* [Task description]: Reproduce each record exactly.

※

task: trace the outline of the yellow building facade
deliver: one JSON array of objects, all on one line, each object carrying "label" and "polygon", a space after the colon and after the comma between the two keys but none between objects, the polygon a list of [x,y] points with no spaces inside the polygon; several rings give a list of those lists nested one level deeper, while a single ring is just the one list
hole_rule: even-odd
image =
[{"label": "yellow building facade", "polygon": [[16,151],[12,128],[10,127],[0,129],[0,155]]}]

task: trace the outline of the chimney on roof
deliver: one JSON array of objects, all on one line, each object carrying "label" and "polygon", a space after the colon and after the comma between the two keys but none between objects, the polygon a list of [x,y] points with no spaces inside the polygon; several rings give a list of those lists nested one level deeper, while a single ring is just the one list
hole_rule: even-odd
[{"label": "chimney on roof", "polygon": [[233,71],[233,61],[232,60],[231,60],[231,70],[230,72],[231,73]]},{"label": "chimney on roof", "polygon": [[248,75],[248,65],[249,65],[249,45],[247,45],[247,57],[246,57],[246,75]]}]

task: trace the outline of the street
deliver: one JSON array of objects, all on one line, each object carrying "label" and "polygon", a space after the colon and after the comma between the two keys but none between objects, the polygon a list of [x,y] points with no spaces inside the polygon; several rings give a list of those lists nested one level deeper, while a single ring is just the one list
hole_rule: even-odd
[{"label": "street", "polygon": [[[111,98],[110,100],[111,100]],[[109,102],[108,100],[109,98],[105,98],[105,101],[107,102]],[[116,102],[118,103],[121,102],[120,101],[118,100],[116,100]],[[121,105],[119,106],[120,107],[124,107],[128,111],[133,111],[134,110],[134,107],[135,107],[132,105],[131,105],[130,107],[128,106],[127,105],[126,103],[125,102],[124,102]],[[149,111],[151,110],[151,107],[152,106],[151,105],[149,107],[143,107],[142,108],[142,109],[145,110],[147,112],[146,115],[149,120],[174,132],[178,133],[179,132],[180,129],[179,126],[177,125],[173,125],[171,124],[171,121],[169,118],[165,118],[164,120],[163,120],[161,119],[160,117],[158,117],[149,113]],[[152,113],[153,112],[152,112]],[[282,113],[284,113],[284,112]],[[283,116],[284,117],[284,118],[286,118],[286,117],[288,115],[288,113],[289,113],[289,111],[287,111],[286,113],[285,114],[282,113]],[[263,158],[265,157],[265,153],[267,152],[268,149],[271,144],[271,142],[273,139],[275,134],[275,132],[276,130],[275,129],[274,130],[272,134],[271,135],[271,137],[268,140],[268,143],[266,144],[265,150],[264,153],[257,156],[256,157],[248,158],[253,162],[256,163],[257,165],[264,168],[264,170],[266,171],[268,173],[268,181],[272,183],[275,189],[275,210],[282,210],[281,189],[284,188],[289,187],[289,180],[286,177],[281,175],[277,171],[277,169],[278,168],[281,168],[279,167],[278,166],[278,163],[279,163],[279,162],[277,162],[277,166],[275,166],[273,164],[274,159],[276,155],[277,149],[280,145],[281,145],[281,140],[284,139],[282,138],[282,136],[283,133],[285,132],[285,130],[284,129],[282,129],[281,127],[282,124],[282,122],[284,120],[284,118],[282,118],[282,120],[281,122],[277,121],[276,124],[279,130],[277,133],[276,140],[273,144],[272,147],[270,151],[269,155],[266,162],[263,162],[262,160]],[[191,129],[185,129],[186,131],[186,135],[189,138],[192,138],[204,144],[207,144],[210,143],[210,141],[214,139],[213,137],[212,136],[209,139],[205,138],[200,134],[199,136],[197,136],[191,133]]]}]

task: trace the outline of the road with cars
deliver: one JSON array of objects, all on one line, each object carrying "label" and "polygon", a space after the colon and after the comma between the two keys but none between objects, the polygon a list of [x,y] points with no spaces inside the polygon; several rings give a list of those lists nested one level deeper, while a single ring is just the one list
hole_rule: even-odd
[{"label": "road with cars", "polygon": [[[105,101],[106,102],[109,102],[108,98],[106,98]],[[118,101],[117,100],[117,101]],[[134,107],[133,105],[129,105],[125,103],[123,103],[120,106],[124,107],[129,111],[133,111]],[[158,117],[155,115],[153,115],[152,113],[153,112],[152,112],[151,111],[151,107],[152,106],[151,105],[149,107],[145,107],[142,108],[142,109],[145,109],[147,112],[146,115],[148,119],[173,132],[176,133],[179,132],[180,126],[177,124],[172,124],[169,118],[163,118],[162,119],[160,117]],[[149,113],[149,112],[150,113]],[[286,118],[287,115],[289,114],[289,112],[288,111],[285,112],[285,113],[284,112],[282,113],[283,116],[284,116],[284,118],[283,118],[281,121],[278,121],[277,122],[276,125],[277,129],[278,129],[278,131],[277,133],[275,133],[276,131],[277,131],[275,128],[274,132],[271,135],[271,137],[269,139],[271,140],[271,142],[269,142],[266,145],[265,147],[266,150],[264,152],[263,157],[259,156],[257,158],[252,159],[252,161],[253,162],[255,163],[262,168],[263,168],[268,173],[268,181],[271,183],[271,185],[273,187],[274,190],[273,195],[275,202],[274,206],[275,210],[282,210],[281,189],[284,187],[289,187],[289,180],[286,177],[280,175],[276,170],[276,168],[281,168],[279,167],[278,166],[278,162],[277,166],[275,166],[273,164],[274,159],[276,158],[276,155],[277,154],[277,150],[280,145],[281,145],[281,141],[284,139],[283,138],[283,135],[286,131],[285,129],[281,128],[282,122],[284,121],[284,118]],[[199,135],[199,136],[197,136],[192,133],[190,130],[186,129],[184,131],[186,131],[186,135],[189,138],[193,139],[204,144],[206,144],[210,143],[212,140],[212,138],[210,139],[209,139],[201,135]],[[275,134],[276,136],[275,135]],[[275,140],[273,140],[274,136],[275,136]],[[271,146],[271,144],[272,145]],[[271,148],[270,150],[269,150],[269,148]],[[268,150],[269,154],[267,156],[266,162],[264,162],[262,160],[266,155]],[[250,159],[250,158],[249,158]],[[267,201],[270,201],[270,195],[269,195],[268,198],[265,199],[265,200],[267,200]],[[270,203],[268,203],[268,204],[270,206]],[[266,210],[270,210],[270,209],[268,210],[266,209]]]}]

※

* [Solution]:
task: trace the outline of the yellow building facade
deliver: one JSON array of objects, all on one line, each object carrying "label" and "polygon", a space after the colon and after the comma between the two keys but none between objects, the polygon a list of [x,y] points with no spaces inside the polygon; several rings give a list of those lists nested one level deeper, while a single ring is just the one list
hole_rule: even-odd
image =
[{"label": "yellow building facade", "polygon": [[16,151],[12,128],[10,127],[0,129],[0,155]]}]

task: trace the outline of the chimney on roof
deliver: one JSON array of objects, all on one line, each object carrying "label" and "polygon", a space after the colon and after the comma between the two keys but none between objects, the polygon a list of [x,y] points with no spaces inside the polygon; several rings give a list of those lists nested one level deeper, while a single ring is just the one list
hole_rule: even-odd
[{"label": "chimney on roof", "polygon": [[233,71],[233,61],[232,60],[231,60],[231,70],[230,72],[231,73]]},{"label": "chimney on roof", "polygon": [[248,75],[248,65],[249,65],[249,45],[247,45],[247,57],[246,57],[246,75]]}]

task: trace the outline of the street
deliver: one JSON array of objects, all on one line, each object carrying "label" and "polygon", a space after the colon and after the comma between the two keys but none between objects, the polygon a list of [x,y] points with no spaces inside the polygon; several rings give a list of those lists nested one level deeper, while a single ring is just the one list
hole_rule: even-odd
[{"label": "street", "polygon": [[[111,98],[110,100],[111,100]],[[109,102],[108,100],[109,98],[105,98],[105,101],[107,102]],[[116,102],[118,103],[121,102],[120,101],[118,100],[116,100]],[[121,105],[119,106],[120,107],[124,107],[128,111],[133,111],[134,110],[134,107],[135,107],[132,105],[131,105],[130,107],[128,106],[127,105],[126,103],[125,102],[124,102]],[[149,111],[151,110],[151,107],[152,106],[151,105],[149,107],[143,107],[142,108],[142,109],[145,110],[147,112],[146,115],[149,120],[174,132],[178,133],[179,132],[180,129],[179,126],[177,125],[173,125],[171,124],[171,121],[169,118],[165,118],[164,120],[163,120],[161,119],[160,117],[158,117],[149,113]],[[152,113],[153,112],[152,112]],[[282,113],[284,113],[284,112]],[[283,116],[284,117],[284,118],[286,118],[286,117],[288,115],[288,113],[289,113],[289,111],[287,111],[286,113],[285,114],[282,113]],[[263,158],[265,157],[265,153],[267,152],[268,149],[271,144],[271,142],[273,139],[275,134],[275,132],[276,130],[275,129],[274,130],[272,134],[271,135],[271,137],[268,140],[268,143],[266,144],[265,150],[264,153],[257,156],[256,157],[248,158],[253,162],[256,163],[257,165],[264,168],[264,170],[266,171],[268,173],[268,181],[272,183],[275,189],[275,210],[282,210],[281,189],[284,188],[289,187],[289,180],[286,177],[281,175],[277,171],[277,169],[278,168],[281,168],[279,167],[278,166],[278,163],[279,163],[279,162],[277,162],[277,166],[275,166],[273,164],[274,159],[276,155],[277,149],[280,145],[281,145],[281,140],[284,139],[282,138],[282,136],[283,133],[285,132],[285,130],[284,129],[282,129],[281,127],[282,124],[282,122],[284,120],[284,118],[282,118],[282,120],[281,122],[277,121],[276,124],[279,130],[277,133],[276,140],[273,144],[272,147],[270,151],[269,155],[266,162],[263,162],[262,160]],[[191,129],[185,129],[186,131],[186,135],[189,138],[192,138],[204,144],[207,144],[210,143],[210,141],[214,139],[213,137],[212,136],[209,139],[205,138],[200,134],[199,136],[197,136],[191,133]]]}]

task: trace the outline of the road with cars
deliver: one JSON array of objects, all on one line, each object carrying "label" and "polygon", a space after the colon and after the comma between the two keys but none between objects, the polygon a list of [x,y] points with no spaces inside the polygon; several rings give a list of those lists nested one level deeper, while a single ring is just the one list
hole_rule: even-odd
[{"label": "road with cars", "polygon": [[[105,101],[106,102],[109,102],[108,98],[106,98]],[[118,101],[117,100],[117,101]],[[134,107],[133,105],[129,105],[125,103],[123,103],[120,106],[124,107],[129,111],[133,111]],[[158,117],[155,115],[153,115],[152,113],[153,112],[152,112],[151,111],[151,107],[152,106],[151,105],[149,107],[145,107],[142,108],[142,109],[145,109],[147,112],[146,115],[148,119],[173,132],[176,133],[179,132],[180,126],[177,124],[172,124],[169,118],[163,118],[162,119],[160,117]],[[149,113],[149,112],[150,113]],[[286,118],[287,115],[289,114],[289,112],[288,111],[285,112],[285,113],[284,112],[282,113],[283,116],[284,116],[284,118],[283,118],[281,121],[278,121],[277,122],[276,125],[277,129],[278,129],[278,131],[277,133],[275,133],[276,131],[277,131],[275,128],[274,132],[271,135],[271,137],[269,139],[271,140],[271,142],[269,142],[266,145],[265,147],[266,150],[264,152],[263,157],[259,156],[257,158],[252,159],[252,161],[253,162],[255,163],[262,168],[263,168],[268,173],[268,181],[271,183],[271,185],[273,187],[274,190],[273,195],[275,202],[274,206],[275,210],[282,210],[281,189],[284,187],[289,187],[289,180],[286,177],[280,175],[276,170],[276,168],[281,168],[279,167],[278,166],[278,162],[277,166],[275,166],[273,164],[274,159],[276,158],[276,155],[277,154],[277,150],[280,145],[281,145],[281,141],[284,139],[283,138],[283,135],[286,131],[285,129],[281,128],[282,122],[284,121],[284,118]],[[199,135],[199,136],[197,136],[192,133],[190,130],[186,129],[184,131],[186,131],[186,135],[189,138],[193,139],[204,144],[206,144],[210,143],[212,140],[212,138],[210,139],[209,139],[201,135]],[[275,134],[276,136],[275,135]],[[275,140],[273,140],[274,136],[275,136]],[[271,146],[271,144],[272,145]],[[271,148],[270,150],[269,150],[269,148]],[[268,150],[269,154],[267,156],[266,162],[264,162],[262,160],[266,155]],[[250,159],[250,158],[249,158]],[[267,201],[270,201],[270,195],[269,195],[268,198],[265,199],[265,200],[267,200]],[[270,203],[268,203],[268,204],[270,206]],[[266,210],[270,210],[270,209],[268,210],[266,209]]]}]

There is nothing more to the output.